#### EXERCISE GOAL
Answer these from the text below on the Bordentown School:
(a) In what year was the school founded?
(b) What nickname was the school given?
(c) In what year did the U.S. Supreme Court declare the Civil Rights Act of 1875 unconstitutional?

#### TEXT BLOCK
“For a seventy-year period, when America cared little about the education of African-Americans, and discrimination was law and custom, The Bordentown School was an educational utopia. An incubator for black pride and intellect, it taught values, discipline, and life skills to generations of black children…” (Anonymous)
Sometimes, you just have to shake your head and laugh—I mean, a deep down-in-the-belly howl– at how America often looks at itself through misty, racially-tinged lenses of deep-rooted cultural bias. These awkward sensations just seem to creep into the room whenever those touchy “conversations on race” entered certain interpersonal, spatial zones. Though not surprised, I’m often amazed how we easily arrive at different, pigheaded conclusions, given the same evidentiary findings– historical, archeological and geological— while trying to be sensitive to the feelings of others. Instinctively, being the compassionate nation we’ve proven to be, with the intellectual courage we claim to have, we ought to know better. But, I’m beginning to think that our feeble-minded ‘political correctness’ has seriously altered our ability to be straight-up about our past—like with the “Bordentown School,” founded in 1886, an educational and cultural oasis for African-Americans, when segregationist politicians were scheming to keep academics out of black schools (see, http://www.pbs.org/aplaceoutoftime).
Human Rights Manipulated
Tack on the volume of ‘missing pages’ from our classroom history books– especially the chapters and related footnotes on school segregation, desegregation and, in many cities, re-segregation— and you get some idea of what caused the blurry childhood looking-glasses that many of us—black and white— were peeping through, while growing up, during the waning years of Old Jim Crow.
A recent research project, involving the passionate pride and purpose associated with various all-black schools in the United States, reminded me of those years when African-American educators, in particular, were indeed Black America’s unsung “heroes” and “sheroes.” I recalled my own experiences with the vital, nurturing role they played in developing young black minds, effectively undermining systemic racism and inequality, while planting the seeds for the ultimate demise of skin-deep white privilege and make-believe White Supremacy. This particular probe highlighted the cultural and social landscapes of an institution– the “Bordentown School” of Bordentown, New Jersey— appropriately dubbed, the “Tuskegee of the North.”
Following the Civil War, the Reconstruction Era gave the genteel South’s white ruling class a fit, at a time when the legal and mental constructs which separated the races were easing up. On paper, slavery was abolished. And, the 1870 parchment-paper’s 15th Amendment to the U.S. Constitution, preventing federal and state government from denying the right to vote (based on race, color or prior servitude) was sending the cultural-manipulating, ruling class into a tizzy. The so-called “Enforcement Act,” The Civil Rights Act of 1875, passed by the last biracial U.S. Congress of the 1800s, “guaranteed” African-Americans equal treatment in access to public transportation, facilities, accommodations and the right to serve on juries. But, the walls came tumbling down again, in 1883, following judicial review by the U.S. Supreme Court which declared the 1875 statue unconstitutional.
With the federal government now in retreat from earlier civil rights enforcement activities, and a white-controlled bureaucracy back behind the nation’s steering wheel, the doors to America’s hyper-segregation were pried open even further. Although legislation and abolitionists namely in the North spoke loudly against segregation, America’s black-and-white duality intensified and racial animosities became entrenched.

#### PROVIDED INFORMATION
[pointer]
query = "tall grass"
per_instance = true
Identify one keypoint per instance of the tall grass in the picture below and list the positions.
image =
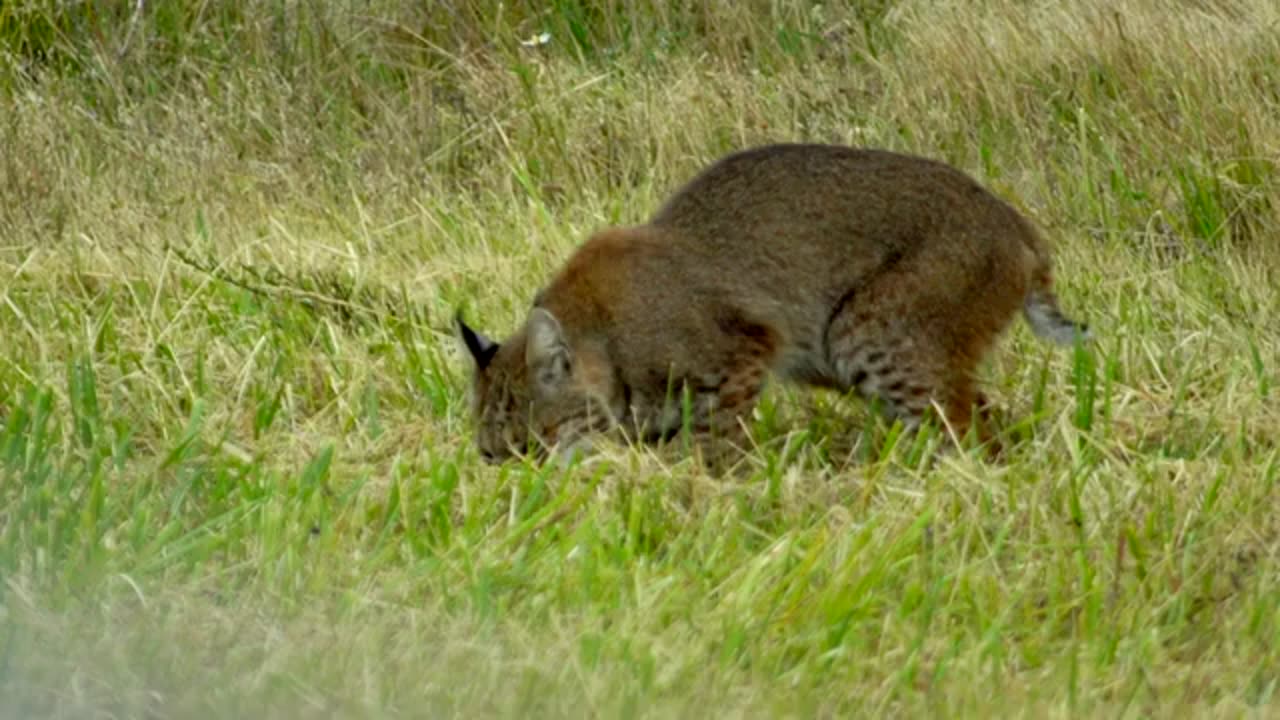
(215, 501)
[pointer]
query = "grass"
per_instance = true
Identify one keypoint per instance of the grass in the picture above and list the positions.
(216, 502)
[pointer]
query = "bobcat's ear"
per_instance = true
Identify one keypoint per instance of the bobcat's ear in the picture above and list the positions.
(545, 350)
(480, 347)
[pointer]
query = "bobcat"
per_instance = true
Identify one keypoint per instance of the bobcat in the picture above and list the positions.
(826, 265)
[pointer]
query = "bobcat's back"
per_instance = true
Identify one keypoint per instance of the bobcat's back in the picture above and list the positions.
(833, 267)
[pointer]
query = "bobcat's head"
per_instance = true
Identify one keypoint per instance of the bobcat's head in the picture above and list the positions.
(533, 392)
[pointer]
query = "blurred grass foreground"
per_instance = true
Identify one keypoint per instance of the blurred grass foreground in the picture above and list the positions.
(236, 464)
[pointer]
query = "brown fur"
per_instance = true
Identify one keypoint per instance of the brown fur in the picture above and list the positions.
(826, 265)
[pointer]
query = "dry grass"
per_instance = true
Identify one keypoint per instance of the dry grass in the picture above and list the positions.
(214, 502)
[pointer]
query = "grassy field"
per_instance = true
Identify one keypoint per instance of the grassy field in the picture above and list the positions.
(236, 464)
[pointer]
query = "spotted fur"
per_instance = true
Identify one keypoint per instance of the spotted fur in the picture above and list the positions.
(831, 267)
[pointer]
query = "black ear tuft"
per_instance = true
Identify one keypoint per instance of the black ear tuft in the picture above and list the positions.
(480, 347)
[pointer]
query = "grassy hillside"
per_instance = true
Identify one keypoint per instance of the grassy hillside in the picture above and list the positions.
(220, 502)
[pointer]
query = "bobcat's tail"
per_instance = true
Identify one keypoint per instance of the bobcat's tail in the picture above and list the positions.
(1048, 322)
(1040, 306)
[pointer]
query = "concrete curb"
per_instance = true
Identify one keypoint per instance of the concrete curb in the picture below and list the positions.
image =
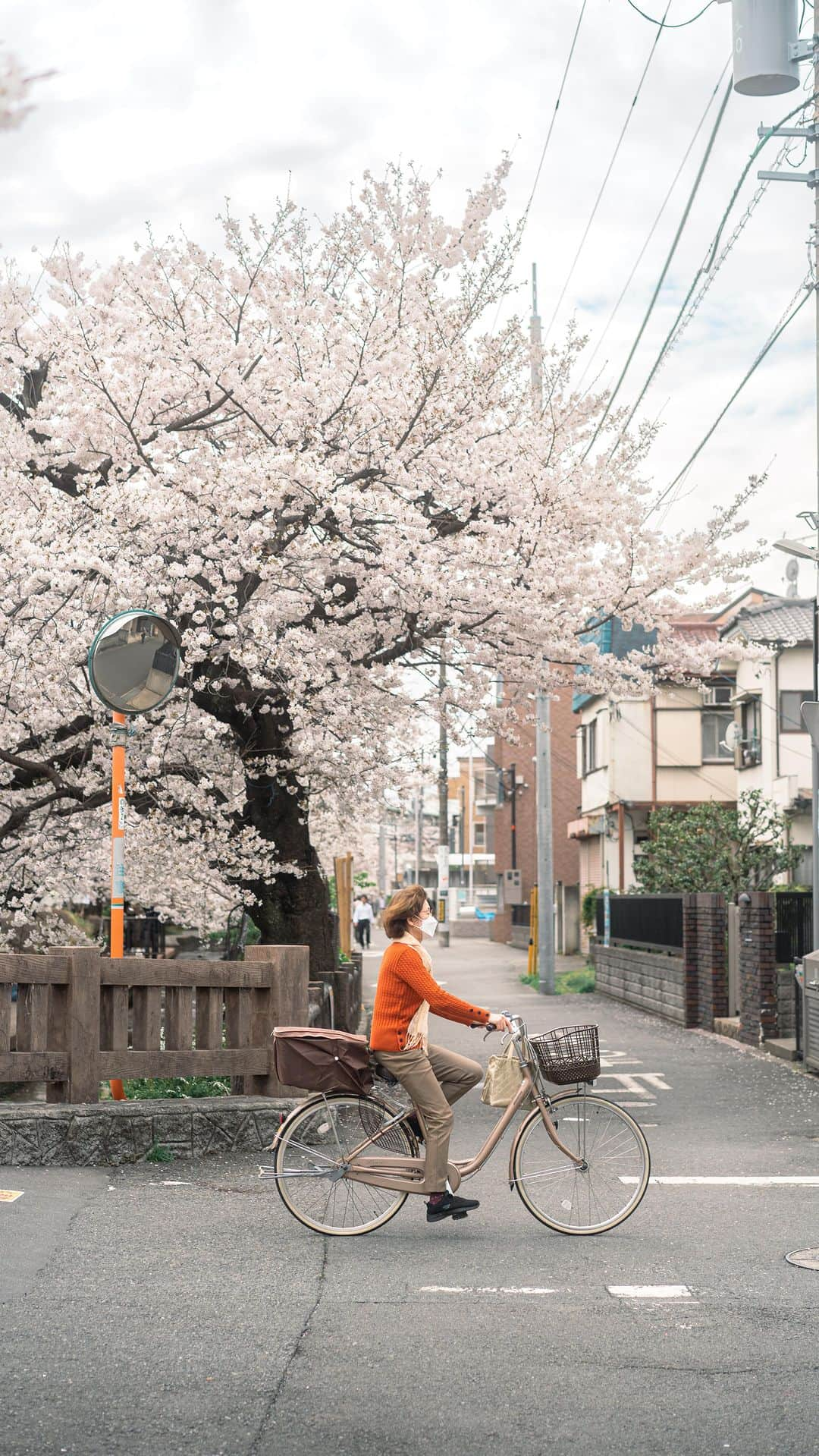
(35, 1134)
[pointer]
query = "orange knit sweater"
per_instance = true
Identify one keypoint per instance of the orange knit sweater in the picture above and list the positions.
(403, 985)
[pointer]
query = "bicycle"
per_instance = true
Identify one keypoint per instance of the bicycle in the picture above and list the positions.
(587, 1181)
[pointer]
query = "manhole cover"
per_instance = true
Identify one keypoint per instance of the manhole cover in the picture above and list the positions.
(805, 1258)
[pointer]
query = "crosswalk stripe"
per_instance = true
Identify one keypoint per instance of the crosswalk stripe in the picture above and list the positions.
(774, 1180)
(483, 1289)
(649, 1291)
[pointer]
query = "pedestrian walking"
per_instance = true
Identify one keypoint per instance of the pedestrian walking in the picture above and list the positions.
(362, 920)
(432, 1077)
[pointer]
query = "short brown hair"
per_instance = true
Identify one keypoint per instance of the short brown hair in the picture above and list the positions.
(403, 906)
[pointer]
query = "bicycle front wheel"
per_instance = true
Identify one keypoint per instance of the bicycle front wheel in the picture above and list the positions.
(310, 1152)
(616, 1174)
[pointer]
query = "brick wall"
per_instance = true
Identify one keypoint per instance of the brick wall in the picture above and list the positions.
(565, 797)
(758, 1020)
(704, 931)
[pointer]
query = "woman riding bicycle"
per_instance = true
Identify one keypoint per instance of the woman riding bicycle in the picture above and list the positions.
(432, 1077)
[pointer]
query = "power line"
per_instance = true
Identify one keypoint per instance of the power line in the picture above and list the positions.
(556, 107)
(667, 266)
(548, 139)
(806, 288)
(664, 204)
(709, 278)
(630, 112)
(678, 25)
(706, 267)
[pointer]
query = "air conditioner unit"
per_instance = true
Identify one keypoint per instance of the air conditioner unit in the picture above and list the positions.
(513, 890)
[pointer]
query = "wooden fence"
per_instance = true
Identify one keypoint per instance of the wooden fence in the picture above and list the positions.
(83, 1018)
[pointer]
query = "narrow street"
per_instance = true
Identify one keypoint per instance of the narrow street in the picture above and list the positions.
(177, 1308)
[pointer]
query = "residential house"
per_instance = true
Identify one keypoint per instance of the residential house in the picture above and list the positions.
(639, 753)
(773, 752)
(412, 835)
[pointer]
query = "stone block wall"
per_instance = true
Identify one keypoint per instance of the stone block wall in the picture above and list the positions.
(34, 1134)
(646, 979)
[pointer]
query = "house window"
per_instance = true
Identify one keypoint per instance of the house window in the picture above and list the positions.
(716, 717)
(589, 747)
(790, 702)
(751, 747)
(714, 727)
(803, 870)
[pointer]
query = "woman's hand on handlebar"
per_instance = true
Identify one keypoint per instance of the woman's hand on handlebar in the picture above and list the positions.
(498, 1021)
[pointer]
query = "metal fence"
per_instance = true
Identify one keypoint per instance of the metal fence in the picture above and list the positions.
(795, 925)
(648, 922)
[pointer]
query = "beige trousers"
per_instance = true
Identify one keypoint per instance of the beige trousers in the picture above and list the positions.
(434, 1079)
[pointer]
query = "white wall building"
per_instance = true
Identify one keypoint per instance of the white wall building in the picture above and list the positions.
(774, 750)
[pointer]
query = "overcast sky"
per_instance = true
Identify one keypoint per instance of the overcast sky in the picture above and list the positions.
(159, 111)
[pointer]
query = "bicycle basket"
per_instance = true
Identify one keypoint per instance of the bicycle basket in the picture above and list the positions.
(568, 1055)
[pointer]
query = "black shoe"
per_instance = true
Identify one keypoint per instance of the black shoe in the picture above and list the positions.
(415, 1127)
(450, 1207)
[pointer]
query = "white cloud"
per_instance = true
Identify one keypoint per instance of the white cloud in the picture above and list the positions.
(160, 109)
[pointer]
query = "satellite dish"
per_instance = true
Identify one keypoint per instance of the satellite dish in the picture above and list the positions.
(732, 736)
(134, 662)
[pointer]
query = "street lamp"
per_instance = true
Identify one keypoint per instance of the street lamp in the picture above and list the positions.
(133, 667)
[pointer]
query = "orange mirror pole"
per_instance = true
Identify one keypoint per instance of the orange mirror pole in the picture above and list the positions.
(118, 738)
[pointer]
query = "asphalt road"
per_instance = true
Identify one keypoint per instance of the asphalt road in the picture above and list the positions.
(177, 1308)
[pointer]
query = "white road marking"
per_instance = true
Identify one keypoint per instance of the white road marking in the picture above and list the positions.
(622, 1101)
(483, 1289)
(633, 1082)
(649, 1291)
(799, 1180)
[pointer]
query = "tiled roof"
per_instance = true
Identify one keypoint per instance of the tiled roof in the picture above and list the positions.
(780, 619)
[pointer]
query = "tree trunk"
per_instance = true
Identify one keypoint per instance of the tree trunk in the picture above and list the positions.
(290, 909)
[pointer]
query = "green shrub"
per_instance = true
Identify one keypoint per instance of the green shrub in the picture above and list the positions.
(159, 1155)
(568, 983)
(142, 1090)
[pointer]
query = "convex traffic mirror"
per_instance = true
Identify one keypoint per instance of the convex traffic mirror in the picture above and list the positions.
(134, 662)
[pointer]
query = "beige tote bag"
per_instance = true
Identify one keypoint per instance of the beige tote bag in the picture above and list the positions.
(502, 1078)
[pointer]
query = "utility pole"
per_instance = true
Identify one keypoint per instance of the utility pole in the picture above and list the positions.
(383, 861)
(443, 800)
(765, 63)
(470, 791)
(543, 750)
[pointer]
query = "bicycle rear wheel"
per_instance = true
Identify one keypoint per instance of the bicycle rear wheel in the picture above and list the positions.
(614, 1180)
(310, 1152)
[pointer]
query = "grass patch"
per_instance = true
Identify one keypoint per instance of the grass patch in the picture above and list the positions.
(568, 983)
(142, 1090)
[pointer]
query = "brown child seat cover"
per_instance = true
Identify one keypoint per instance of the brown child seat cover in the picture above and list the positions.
(322, 1060)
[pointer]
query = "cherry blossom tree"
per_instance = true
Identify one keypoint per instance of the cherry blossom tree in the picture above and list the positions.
(316, 454)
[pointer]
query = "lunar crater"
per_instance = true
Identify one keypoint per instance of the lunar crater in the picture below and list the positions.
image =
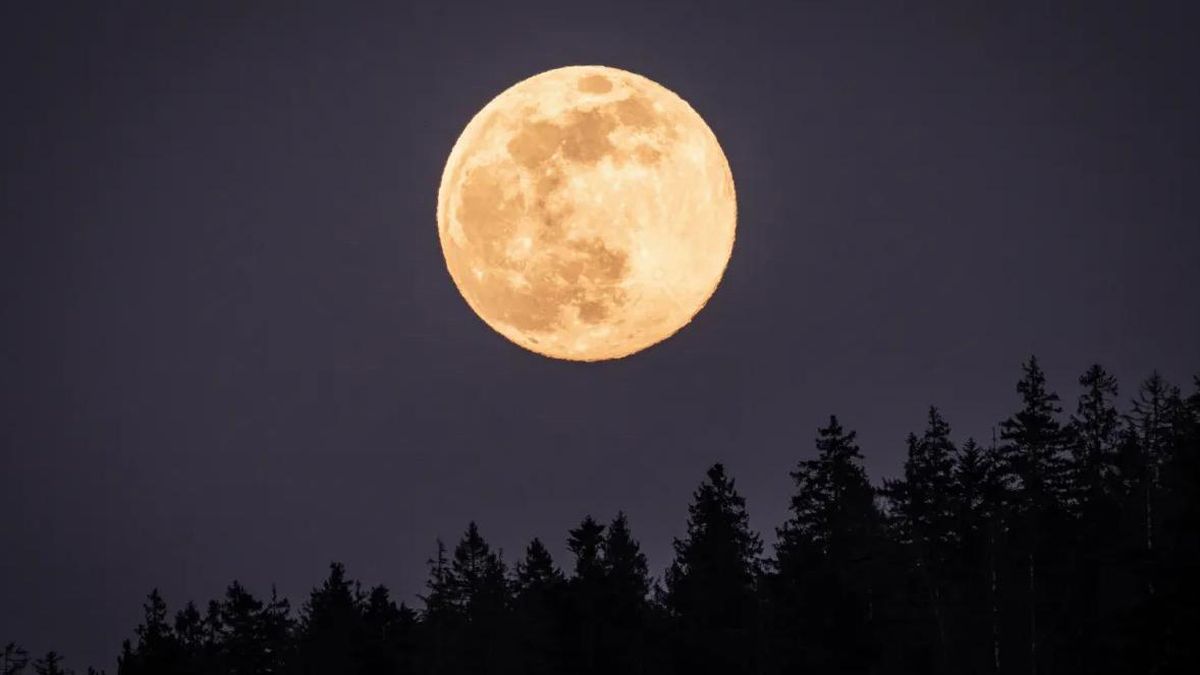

#### ANSWER TO THIS TASK
(a) 1886
(b) The "Tuskegee of the North"
(c) 1883